### [Your assignment]
In the document on sampling for distributed tracing, which combination of strategies is called the pragmatic combo?

***** Document extract *****

Sampling Strategies for Distributed Tracing: Head, Tail, and Adaptive
Tracing every request is expensive; tracing none is useless. The strategy you pick decides what you can and cannot diagnose.
Why sampling is the cost knob
A modern service emits 1-3 spans per request. At 10k requests per second, that is 600M-1.8B spans per minute, storage and network you cannot afford. Sampling is the lever.
The wrong strategy makes the problem look solved while quietly throwing away the spans you most need.
Head-based sampling
- Head-based sampling decides at the start of the request. ‘Sample 1% of all traces’, the trace ID is hashed; if hash < 0.01, keep all spans; otherwise drop all.
- Pros: dead simple, deterministic, no storage at the collector.
- Cons: blind to slow or errored requests, you keep the same 1% whether they are interesting or not. The slow trace you need is statistically lost.
Tail-based sampling
Tail-based sampling waits until the trace finishes, then decides. ‘Keep 100% of traces with errors, 100% of traces above p99 latency, 1% of normal traces.’
Pros: keeps what you actually need; storage matches signal.
Cons: requires the OTel Collector or equivalent to buffer all spans for the trace duration; complex configuration; memory pressure on the collector.
Adaptive sampling
Adaptive sampling adjusts the rate dynamically based on traffic. Low traffic → sample more (so you have data); high traffic → sample less (so cost stays bounded).
Pros: bill stays predictable; coverage stays useful.
Cons: harder to reason about ‘what would I see for this trace?’ Comparison across time becomes muddier.
The pragmatic combo: tail-based with adaptive baseline rate. Keeps interesting; bounds cost; handles traffic spikes.
Antipatterns
- 1% head-based forever. Your slow traces never get sampled.
- 100% sampling because storage is ‘cheap.’ It is not, at scale.
- Different sampling per service. Trace fragments come back; the cross-service trace breaks.
What to do this week
Three moves. (1) If you are head-sampling, set up the OTel Collector with tail-based for one service. (2) Add ‘keep all errors’ and ‘keep all p95+ latency’ rules. (3) Watch the storage bill for two weeks; tune the baseline rate to keep it bounded.

***** Extracted material *****

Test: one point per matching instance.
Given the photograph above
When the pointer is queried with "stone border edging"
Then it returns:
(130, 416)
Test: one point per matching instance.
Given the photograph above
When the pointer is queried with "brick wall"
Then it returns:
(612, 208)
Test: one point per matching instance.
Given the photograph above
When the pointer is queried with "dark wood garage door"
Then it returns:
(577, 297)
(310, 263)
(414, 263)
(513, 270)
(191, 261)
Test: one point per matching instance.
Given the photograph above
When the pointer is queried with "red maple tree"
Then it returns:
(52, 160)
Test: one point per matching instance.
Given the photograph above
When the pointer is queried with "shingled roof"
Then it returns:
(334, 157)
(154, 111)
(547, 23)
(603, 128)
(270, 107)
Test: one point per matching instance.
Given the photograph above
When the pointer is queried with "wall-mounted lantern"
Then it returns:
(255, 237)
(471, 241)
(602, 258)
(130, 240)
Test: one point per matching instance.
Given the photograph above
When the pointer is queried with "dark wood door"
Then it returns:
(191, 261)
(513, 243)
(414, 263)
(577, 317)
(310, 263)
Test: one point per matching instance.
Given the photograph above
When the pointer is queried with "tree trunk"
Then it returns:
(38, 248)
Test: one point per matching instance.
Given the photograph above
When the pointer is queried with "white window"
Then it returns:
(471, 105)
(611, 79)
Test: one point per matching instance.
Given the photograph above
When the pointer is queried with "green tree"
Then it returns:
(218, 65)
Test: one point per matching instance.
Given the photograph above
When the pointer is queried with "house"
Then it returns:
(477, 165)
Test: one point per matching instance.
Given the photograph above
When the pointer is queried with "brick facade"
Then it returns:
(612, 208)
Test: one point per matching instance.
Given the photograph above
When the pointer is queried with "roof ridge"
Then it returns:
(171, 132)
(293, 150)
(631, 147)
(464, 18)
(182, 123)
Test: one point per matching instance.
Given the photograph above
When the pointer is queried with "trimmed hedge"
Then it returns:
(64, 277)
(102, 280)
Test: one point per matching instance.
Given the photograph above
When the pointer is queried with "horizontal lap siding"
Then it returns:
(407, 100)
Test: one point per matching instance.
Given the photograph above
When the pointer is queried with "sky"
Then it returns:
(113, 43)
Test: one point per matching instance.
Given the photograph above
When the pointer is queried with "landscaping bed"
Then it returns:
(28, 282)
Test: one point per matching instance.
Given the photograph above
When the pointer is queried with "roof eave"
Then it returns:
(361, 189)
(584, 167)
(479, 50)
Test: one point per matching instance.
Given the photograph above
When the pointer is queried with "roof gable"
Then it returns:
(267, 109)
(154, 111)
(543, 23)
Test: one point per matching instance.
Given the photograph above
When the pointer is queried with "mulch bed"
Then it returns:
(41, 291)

*****

### [Finished exercise]
Tail-based sampling with an adaptive baseline rate.